Transcribe the listing underneath, keeping each word exact and omitting the images.

** Opening SUPPLIED MATERIAL block **

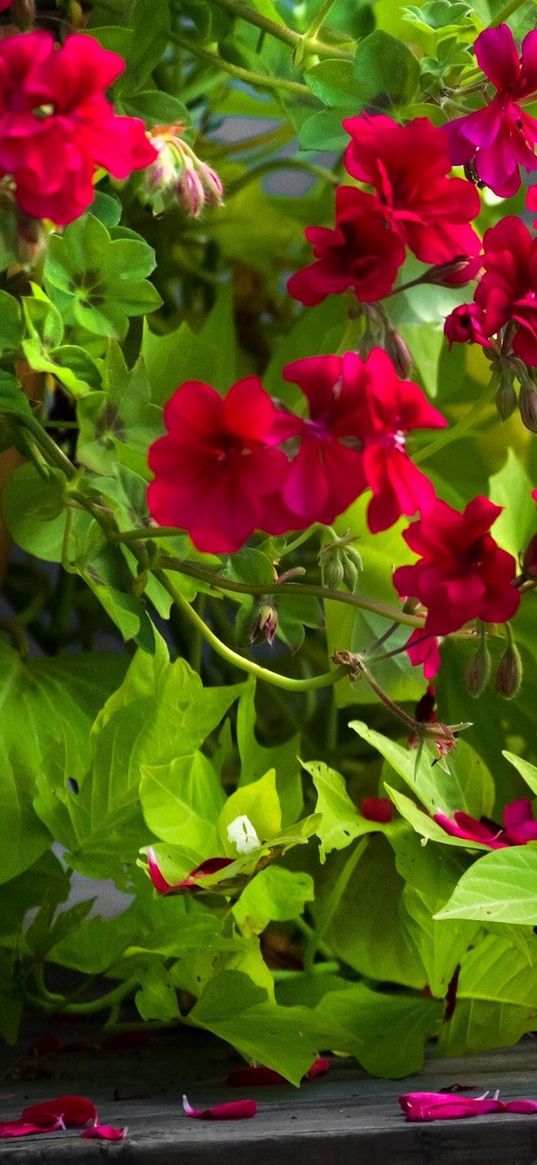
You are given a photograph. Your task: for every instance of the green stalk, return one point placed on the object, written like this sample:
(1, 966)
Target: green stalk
(253, 669)
(461, 425)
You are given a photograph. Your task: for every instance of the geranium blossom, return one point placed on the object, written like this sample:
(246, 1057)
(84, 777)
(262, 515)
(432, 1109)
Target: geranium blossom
(56, 124)
(506, 291)
(501, 138)
(408, 166)
(463, 573)
(354, 438)
(518, 826)
(217, 466)
(360, 253)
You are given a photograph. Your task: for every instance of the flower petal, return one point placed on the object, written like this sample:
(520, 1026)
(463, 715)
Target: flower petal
(232, 1110)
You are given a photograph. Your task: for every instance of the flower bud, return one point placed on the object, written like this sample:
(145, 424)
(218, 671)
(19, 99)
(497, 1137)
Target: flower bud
(506, 396)
(528, 407)
(529, 562)
(509, 672)
(266, 622)
(478, 671)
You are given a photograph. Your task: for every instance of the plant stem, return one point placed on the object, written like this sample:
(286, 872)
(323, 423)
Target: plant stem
(252, 78)
(290, 588)
(331, 904)
(254, 669)
(461, 425)
(282, 32)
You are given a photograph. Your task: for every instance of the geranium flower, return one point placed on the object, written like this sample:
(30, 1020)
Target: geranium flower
(506, 291)
(56, 124)
(408, 166)
(423, 649)
(463, 573)
(189, 883)
(359, 254)
(217, 466)
(499, 139)
(354, 438)
(518, 827)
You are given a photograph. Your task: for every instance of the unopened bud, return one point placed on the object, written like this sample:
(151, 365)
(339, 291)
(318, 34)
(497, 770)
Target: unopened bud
(22, 13)
(190, 192)
(506, 397)
(266, 622)
(478, 671)
(528, 407)
(30, 239)
(211, 184)
(529, 562)
(398, 353)
(509, 673)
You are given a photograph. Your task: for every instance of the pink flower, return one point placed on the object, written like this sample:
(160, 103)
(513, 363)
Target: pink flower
(360, 253)
(191, 882)
(518, 827)
(354, 438)
(217, 467)
(376, 809)
(463, 573)
(56, 124)
(499, 139)
(423, 649)
(408, 166)
(446, 1106)
(232, 1110)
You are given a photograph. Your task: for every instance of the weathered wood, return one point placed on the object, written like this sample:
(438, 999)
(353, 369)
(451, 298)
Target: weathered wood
(343, 1118)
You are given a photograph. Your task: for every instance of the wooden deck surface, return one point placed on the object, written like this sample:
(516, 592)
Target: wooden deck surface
(341, 1118)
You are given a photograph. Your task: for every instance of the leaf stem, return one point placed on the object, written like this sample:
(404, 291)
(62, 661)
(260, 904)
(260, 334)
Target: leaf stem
(258, 80)
(461, 425)
(325, 679)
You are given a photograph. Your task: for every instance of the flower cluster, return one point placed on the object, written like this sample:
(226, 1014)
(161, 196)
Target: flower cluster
(219, 450)
(56, 124)
(415, 204)
(518, 826)
(461, 573)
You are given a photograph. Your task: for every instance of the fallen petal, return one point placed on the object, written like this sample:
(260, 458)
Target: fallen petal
(75, 1111)
(104, 1132)
(233, 1110)
(21, 1128)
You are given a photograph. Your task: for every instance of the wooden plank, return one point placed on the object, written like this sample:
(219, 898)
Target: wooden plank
(343, 1118)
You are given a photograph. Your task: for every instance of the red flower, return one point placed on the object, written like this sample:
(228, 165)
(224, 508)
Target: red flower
(359, 254)
(354, 438)
(506, 292)
(232, 1110)
(376, 809)
(463, 573)
(217, 466)
(423, 649)
(408, 166)
(56, 124)
(500, 138)
(210, 866)
(446, 1106)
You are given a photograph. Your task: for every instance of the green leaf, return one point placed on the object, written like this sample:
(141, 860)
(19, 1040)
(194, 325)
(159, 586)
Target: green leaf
(500, 887)
(340, 821)
(11, 326)
(233, 1008)
(274, 895)
(387, 1033)
(181, 802)
(386, 71)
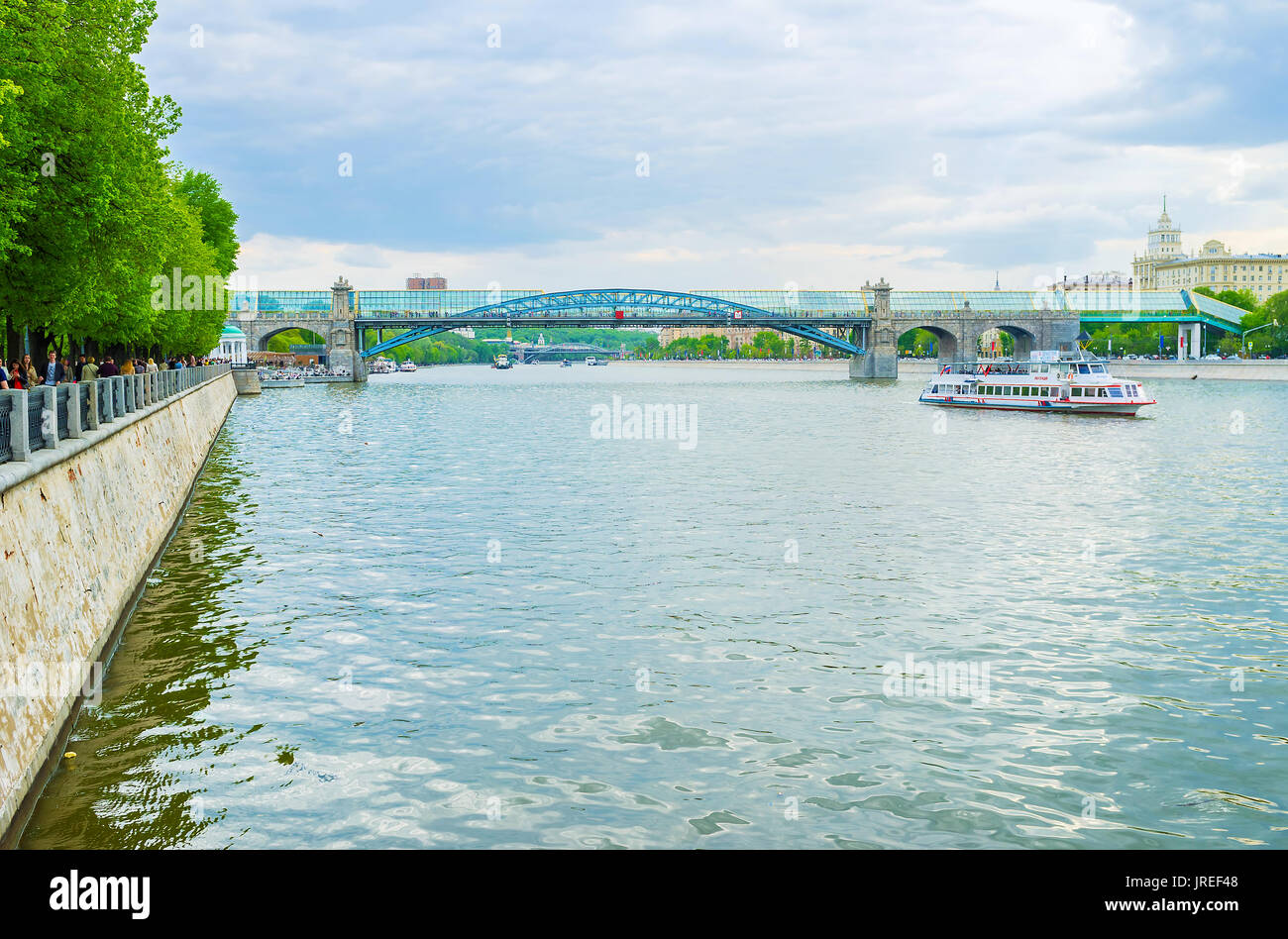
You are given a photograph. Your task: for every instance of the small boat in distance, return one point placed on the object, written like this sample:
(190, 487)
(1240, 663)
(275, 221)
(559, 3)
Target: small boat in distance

** Closing SUPPLIED MATERIAL block **

__COMPLETED EXERCISE__
You are given a photograph. Your task: for every instance of the green stalk, return one point placed on the object, written like this sample:
(1, 966)
Target: green stalk
(253, 669)
(461, 425)
You are given a photograph. Your task: for every instance of the geranium blossom, return one point placed on the object, written like this sample:
(246, 1057)
(84, 777)
(262, 515)
(432, 1109)
Target: geranium blossom
(56, 124)
(506, 291)
(501, 138)
(408, 166)
(463, 573)
(354, 438)
(518, 826)
(217, 466)
(360, 253)
You are given a photograph. Your task: for every instance of the flower petal, return one point placed on the object, written like this sample:
(520, 1026)
(463, 715)
Target: flower petal
(232, 1110)
You are given a photograph. Your task: for every instance of the flower bud, return one point placed on the object, written like this sample:
(145, 424)
(218, 671)
(19, 99)
(497, 1137)
Target: flower bud
(506, 396)
(528, 407)
(529, 562)
(509, 672)
(266, 622)
(478, 671)
You are given a photograph. Your task: for every instance of the plant stem, return one point placed on the object, written like this sample:
(286, 872)
(323, 423)
Target: plant stem
(252, 78)
(290, 588)
(331, 904)
(254, 669)
(461, 425)
(282, 32)
You are given a photograph. Your task: for every instance of the geranium flower, return one point placed on the object, written like this sample:
(30, 1020)
Target: geranium flower
(506, 291)
(56, 124)
(408, 166)
(423, 649)
(463, 573)
(189, 883)
(359, 254)
(217, 466)
(499, 139)
(354, 438)
(518, 827)
You are given a photograph. Your task: for every instance of the unopened bud, return one point placed on the object, written like this sample:
(151, 365)
(339, 291)
(318, 34)
(497, 770)
Target: unopened bud
(22, 13)
(190, 192)
(506, 397)
(266, 622)
(478, 671)
(528, 407)
(30, 239)
(211, 184)
(529, 562)
(398, 353)
(509, 673)
You are given a photograph. Your task: for every instance of the pink flower, return one point placed on the object, written like this sample:
(160, 103)
(513, 363)
Target: pink flower
(360, 253)
(191, 882)
(518, 827)
(354, 438)
(217, 467)
(376, 809)
(463, 573)
(56, 124)
(499, 139)
(423, 649)
(408, 166)
(446, 1106)
(232, 1110)
You are given a photograph. Your task: for every instance of the weathered wood, return one point placed on the object, written like this sample:
(438, 999)
(353, 369)
(451, 298)
Target: weathered wood
(343, 1118)
You are given a photograph. Your task: for every instance of the wooden deck surface, return one point placed on the object, written like this sample:
(516, 592)
Target: wooden deck surface
(341, 1118)
You are given a photograph. Your task: for every instance of the leaf stem, return one point placed on the object, written like this sample:
(404, 291)
(62, 661)
(260, 904)
(260, 334)
Target: leaf stem
(258, 80)
(461, 425)
(325, 679)
You are given a photograph. Your task: for every instance of the flower cluster, return one point placed on the object, written like this sample:
(226, 1014)
(161, 196)
Target: flower cluster
(219, 450)
(56, 124)
(415, 204)
(518, 826)
(461, 573)
You are given a photograph. Your task: for every instance of the fallen petal, return one point placed on the object, written like this sample:
(260, 458)
Target: fallen petal
(75, 1111)
(104, 1132)
(233, 1110)
(21, 1128)
You are given a photograph. Your task: for every instance of the wooden plank, return one point placed on the object, written like this sample:
(219, 898)
Target: wooden plank
(343, 1118)
You are given a photograph. Your task: for every instance of the red flower, return one point placed on the object, written like this sample:
(228, 165)
(224, 508)
Target: red flower
(359, 254)
(354, 438)
(506, 292)
(232, 1110)
(376, 809)
(463, 573)
(217, 466)
(423, 649)
(408, 166)
(56, 124)
(500, 138)
(210, 866)
(446, 1106)
You are given a photograph. Your task: for every instance of the green leaf, return one point placed on the object, written like this sample:
(141, 860)
(19, 1040)
(194, 325)
(159, 586)
Target: green leaf
(500, 887)
(340, 821)
(11, 326)
(233, 1008)
(274, 895)
(387, 1033)
(181, 802)
(386, 71)
You are given a photograph. Your task: for every instance of the small boat in distance, return one point placed on the object, written like this sample:
(190, 487)
(1240, 663)
(275, 221)
(559, 3)
Target: small boat in distance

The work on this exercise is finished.